• [WORK ORDER A]:
In the opinion excerpt below, what other name is given for the doctrine of curative admissibility?
• [WORK ORDER B]:
Duplicate everything in the opinion excerpt below from "Given the presentation" down to "result, without writing.".

• [PROVIDED PASSAGE]:
····················
Massey also contends that the trial court was required under either the doctrine of completeness or the doctrine of curative admissibility to allow her to present evidence concerning subrogation. The principle embodied in the completeness doctrine is reflected in Rule 106, Ala. R. Evid., which states that "[w]hen a party introduces
Massey contends that the completeness doctrine applies in this case. Massey argues that because Bruno's was permitted to present evidence that she was reimbursed for her medical expenses, she likewise should be permitted to present evidence that she had an obligation to repay the entities that reimbursed her. The thrust of this argument states nothing more than what § 12-21-45 already permits. As was previously observed, there is no question that Massey was permitted to present evidence concerning subrogation: the issue is whether Massey presented competent evidence on that subject, which the record indicates she failed to do.
The doctrine of curative admissibility is also referred to as the "reply-in-kind" doctrine, and is sometimes considered to be a form of "invited error." See 1 Charles Gamble, McElroy's Alabama Evidence § 14.01 (5th ed.1996). "The curative admissibility doctrine holds that if one party introduces illegal evidence, his opponent has the unconditional right to rebut such evidence." American Fire & Cas. Ins. Co. v. Bryan, 379 So.2d 605, 609 (Ala.Civ.App. 1979) (emphasis added). See, e.g., Smith v. Blankenship, 440 So.2d 1063, 1066 (Ala. 1983) ("Where counsel for a party litigant pursues an improper line of argument he thereby invites a reply in kind, and statements made by opposing counsel which would otherwise be objectionable are often proper." (Emphasis added.)); and Cunningham v. Lowery, 45 Ala.App. 700, 705, 236 So.2d 709, 714 (Civ.App.1970).
Massey contends that when Bruno's mentioned in its opening statement that Medicare and Blue Cross/Blue Shield had paid most of Massey's medical expenses, Bruno's "opened the door" to otherwise inadmissible evidence concerning subrogation. However, the doctrine of curative admissibility does not apply in this case because § 12-21-45(a) permitted Bruno's to present evidence concerning who paid Massey's medical expenses. In other words, Bruno's did not introduce illegal evidence or pursue an improper line of argument, so there was no error to be cured through other impermissible evidence.
Given the presentation of the evidence and the rulings in the record, it was not error for the trial court to disallow the particular evidence presented by Massey concerning subrogation. Thus, the trial court improperly granted a new trial to Massey. Accordingly, we reverse the judgment of the trial court, and we remand the cause for the entry of a judgment consistent with this opinion.
OPINION OF MARCH 26, 2004, WITHDRAWN; OPINION SUBSTITUTED; APPLICATION OVERRULED; REVERSED AND REMANDED.
CRAWLEY, P.J., and THOMPSON and PITTMAN, JJ., concur.
BRYAN, J., concurs in the result, without writing.
····················
• [EXCERPTED DATA]:

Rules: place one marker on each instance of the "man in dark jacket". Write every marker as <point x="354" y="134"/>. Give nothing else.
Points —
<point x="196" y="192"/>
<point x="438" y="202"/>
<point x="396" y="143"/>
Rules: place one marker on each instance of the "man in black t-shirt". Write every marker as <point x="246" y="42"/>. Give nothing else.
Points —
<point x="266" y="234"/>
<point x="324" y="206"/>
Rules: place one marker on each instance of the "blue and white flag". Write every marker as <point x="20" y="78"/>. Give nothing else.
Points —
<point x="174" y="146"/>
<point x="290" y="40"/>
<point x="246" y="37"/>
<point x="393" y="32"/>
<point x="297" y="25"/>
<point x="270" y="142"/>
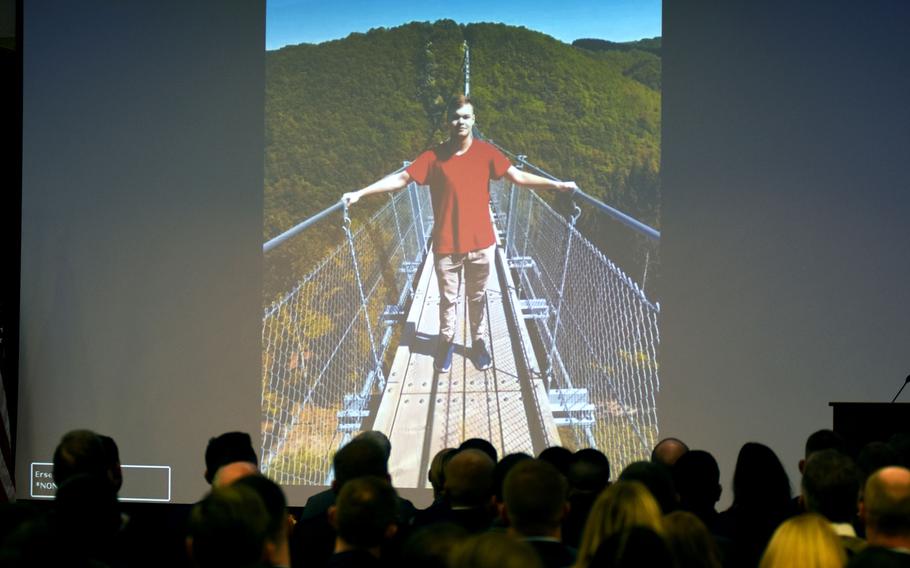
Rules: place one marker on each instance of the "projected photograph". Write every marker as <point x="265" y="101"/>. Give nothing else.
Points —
<point x="461" y="230"/>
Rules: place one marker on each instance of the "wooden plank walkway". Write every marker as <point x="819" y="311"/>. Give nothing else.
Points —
<point x="423" y="411"/>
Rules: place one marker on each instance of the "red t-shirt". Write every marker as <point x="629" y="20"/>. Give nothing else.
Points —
<point x="460" y="191"/>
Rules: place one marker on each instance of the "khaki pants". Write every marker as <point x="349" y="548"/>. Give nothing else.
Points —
<point x="476" y="266"/>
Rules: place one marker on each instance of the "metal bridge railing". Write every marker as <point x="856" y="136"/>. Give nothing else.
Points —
<point x="325" y="340"/>
<point x="597" y="330"/>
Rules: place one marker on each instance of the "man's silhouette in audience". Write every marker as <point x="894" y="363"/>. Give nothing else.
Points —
<point x="228" y="527"/>
<point x="885" y="509"/>
<point x="313" y="538"/>
<point x="830" y="487"/>
<point x="365" y="518"/>
<point x="468" y="491"/>
<point x="535" y="495"/>
<point x="229" y="448"/>
<point x="589" y="475"/>
<point x="667" y="451"/>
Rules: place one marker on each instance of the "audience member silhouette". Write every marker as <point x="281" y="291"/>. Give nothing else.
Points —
<point x="761" y="501"/>
<point x="804" y="541"/>
<point x="469" y="493"/>
<point x="589" y="475"/>
<point x="830" y="487"/>
<point x="690" y="542"/>
<point x="560" y="457"/>
<point x="277" y="547"/>
<point x="228" y="448"/>
<point x="696" y="476"/>
<point x="228" y="527"/>
<point x="657" y="479"/>
<point x="431" y="546"/>
<point x="482" y="445"/>
<point x="667" y="451"/>
<point x="493" y="550"/>
<point x="365" y="518"/>
<point x="634" y="548"/>
<point x="623" y="505"/>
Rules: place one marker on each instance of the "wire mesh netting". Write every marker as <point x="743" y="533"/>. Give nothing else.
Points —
<point x="325" y="340"/>
<point x="596" y="330"/>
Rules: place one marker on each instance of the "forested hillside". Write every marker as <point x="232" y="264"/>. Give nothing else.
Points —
<point x="342" y="113"/>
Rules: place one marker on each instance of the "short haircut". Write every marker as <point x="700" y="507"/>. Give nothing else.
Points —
<point x="535" y="496"/>
<point x="365" y="508"/>
<point x="887" y="502"/>
<point x="560" y="457"/>
<point x="502" y="469"/>
<point x="228" y="448"/>
<point x="831" y="483"/>
<point x="229" y="528"/>
<point x="825" y="440"/>
<point x="656" y="478"/>
<point x="274" y="500"/>
<point x="458" y="101"/>
<point x="469" y="478"/>
<point x="697" y="479"/>
<point x="668" y="450"/>
<point x="79" y="452"/>
<point x="589" y="471"/>
<point x="357" y="458"/>
<point x="482" y="445"/>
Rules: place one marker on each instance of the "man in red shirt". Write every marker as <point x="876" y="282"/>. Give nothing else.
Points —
<point x="458" y="172"/>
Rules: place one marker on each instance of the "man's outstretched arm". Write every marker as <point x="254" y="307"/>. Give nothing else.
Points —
<point x="534" y="181"/>
<point x="389" y="183"/>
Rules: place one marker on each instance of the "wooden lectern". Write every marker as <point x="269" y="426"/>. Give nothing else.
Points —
<point x="863" y="422"/>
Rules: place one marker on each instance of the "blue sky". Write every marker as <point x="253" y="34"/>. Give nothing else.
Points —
<point x="290" y="22"/>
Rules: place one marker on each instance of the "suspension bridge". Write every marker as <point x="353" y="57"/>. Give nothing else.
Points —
<point x="349" y="347"/>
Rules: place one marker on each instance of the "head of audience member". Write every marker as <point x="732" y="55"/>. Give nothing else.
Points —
<point x="760" y="483"/>
<point x="633" y="548"/>
<point x="667" y="451"/>
<point x="501" y="470"/>
<point x="876" y="455"/>
<point x="277" y="551"/>
<point x="657" y="479"/>
<point x="804" y="541"/>
<point x="830" y="486"/>
<point x="364" y="515"/>
<point x="623" y="505"/>
<point x="535" y="495"/>
<point x="229" y="527"/>
<point x="482" y="445"/>
<point x="559" y="457"/>
<point x="901" y="444"/>
<point x="589" y="471"/>
<point x="885" y="507"/>
<point x="378" y="438"/>
<point x="87" y="515"/>
<point x="436" y="475"/>
<point x="81" y="452"/>
<point x="822" y="440"/>
<point x="430" y="546"/>
<point x="689" y="540"/>
<point x="697" y="479"/>
<point x="494" y="550"/>
<point x="469" y="479"/>
<point x="358" y="458"/>
<point x="228" y="448"/>
<point x="229" y="473"/>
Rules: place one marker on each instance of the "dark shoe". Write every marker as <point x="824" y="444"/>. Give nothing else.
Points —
<point x="443" y="361"/>
<point x="481" y="356"/>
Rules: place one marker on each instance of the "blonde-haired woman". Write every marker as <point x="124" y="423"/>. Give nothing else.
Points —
<point x="805" y="541"/>
<point x="620" y="507"/>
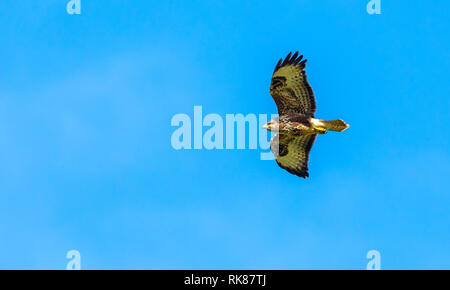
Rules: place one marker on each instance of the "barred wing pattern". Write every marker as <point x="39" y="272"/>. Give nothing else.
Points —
<point x="289" y="87"/>
<point x="292" y="152"/>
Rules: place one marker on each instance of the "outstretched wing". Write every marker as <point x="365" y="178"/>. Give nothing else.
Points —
<point x="292" y="152"/>
<point x="289" y="87"/>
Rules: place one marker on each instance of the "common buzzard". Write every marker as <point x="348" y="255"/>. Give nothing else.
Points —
<point x="295" y="125"/>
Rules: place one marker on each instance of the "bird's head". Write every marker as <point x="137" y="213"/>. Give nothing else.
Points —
<point x="272" y="125"/>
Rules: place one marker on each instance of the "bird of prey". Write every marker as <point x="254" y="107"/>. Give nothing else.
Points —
<point x="295" y="127"/>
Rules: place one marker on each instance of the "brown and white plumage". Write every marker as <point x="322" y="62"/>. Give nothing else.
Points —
<point x="296" y="126"/>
····················
• [ANSWER BOX A]:
The "reply-in-kind" doctrine.

• [ANSWER BOX B]:
Given the presentation of the evidence and the rulings in the record, it was not error for the trial court to disallow the particular evidence presented by Massey concerning subrogation. Thus, the trial court improperly granted a new trial to Massey. Accordingly, we reverse the judgment of the trial court, and we remand the cause for the entry of a judgment consistent with this opinion.
OPINION OF MARCH 26, 2004, WITHDRAWN; OPINION SUBSTITUTED; APPLICATION OVERRULED; REVERSED AND REMANDED.
CRAWLEY, P.J., and THOMPSON and PITTMAN, JJ., concur.
BRYAN, J., concurs in the result, without writing.